Job A
Write out the stretch of the PocketCluster post from "The Next Version" through "toolsets, and models." word for word.
Job B
In the PocketCluster post, how many frameworks does PocketCluster Index track?

═════ Text section ═════

The Next Version of PocketCluster

It has been quite some time since PocketCluster application and the Raspberry PI image disappeared from the download page, and many have asked when they would be available again.

Let’s rewind the clock a bit. The original version of PocketCluster was written to build a Apache Hadoop + Spark cluster with Raspberry PIs and a Mac. Back in late 2015 when Google TensorFlow became available to the public, it also became clear that PocketCluster needed to handle more than one cluster frameworks for its users to properly execute whatever task at their hands. For example, PocketCluster Index tracks 129 frameworks, let alone +1,200 libraries, toolsets, and models.

When installing Apache Spark with PocketCluster could take several hours in worst case, the new requirement on horizon was simply an over-stretching. Business-as-usual patchwork type upgrade here and there could resolve the issue only if there was a sounding foundation. Otherwise, the kind of duct-tape measure would not land PocketCluster nowhere near you would look for. It badly needed to be rebuilt with certain goals in mind, and that has been undertaken for some time.

═════ Information shown ═════

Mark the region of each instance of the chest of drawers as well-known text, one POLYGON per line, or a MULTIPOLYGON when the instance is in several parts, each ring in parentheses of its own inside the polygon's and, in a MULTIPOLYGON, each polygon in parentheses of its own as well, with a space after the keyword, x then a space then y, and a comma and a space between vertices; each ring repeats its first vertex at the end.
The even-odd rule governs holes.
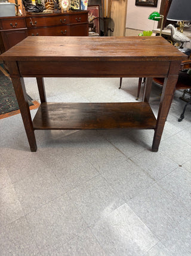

═════

Written response A
The Next Version of PocketCluster

It has been quite some time since PocketCluster application and the Raspberry PI image disappeared from the download page, and many have asked when they would be available again.

Let’s rewind the clock a bit. The original version of PocketCluster was written to build a Apache Hadoop + Spark cluster with Raspberry PIs and a Mac. Back in late 2015 when Google TensorFlow became available to the public, it also became clear that PocketCluster needed to handle more than one cluster frameworks for its users to properly execute whatever task at their hands. For example, PocketCluster Index tracks 129 frameworks, let alone +1,200 libraries, toolsets, and models.

Written response B
PocketCluster Index tracks 129 frameworks.